Exercise →
Write the records below out again with every "clicks" switched to "points" and nothing else changed. Leave the pictures out.

Provided data →
[Start of Attachment]

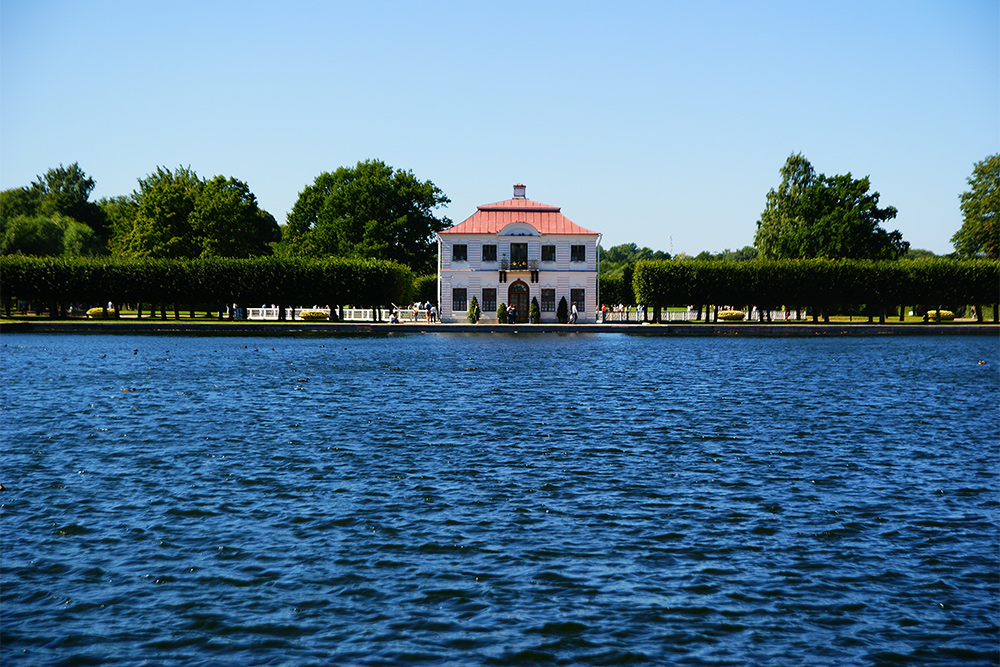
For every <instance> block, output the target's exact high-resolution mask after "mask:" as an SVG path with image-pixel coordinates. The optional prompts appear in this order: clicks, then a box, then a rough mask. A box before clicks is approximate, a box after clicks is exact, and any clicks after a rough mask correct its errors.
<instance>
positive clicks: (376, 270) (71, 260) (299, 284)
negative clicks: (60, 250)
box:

[End of Attachment]

Completed task →
For every <instance> block, output the target's exact high-resolution mask after "mask:" as an SVG path with image-pixel coordinates. The optional prompts appear in this order: points, then a box, then a rough mask. A box before points is approximate, a box after points is exact, and any points after a rough mask correct its errors.
<instance>
positive points: (376, 270) (71, 260) (299, 284)
negative points: (60, 250)
box:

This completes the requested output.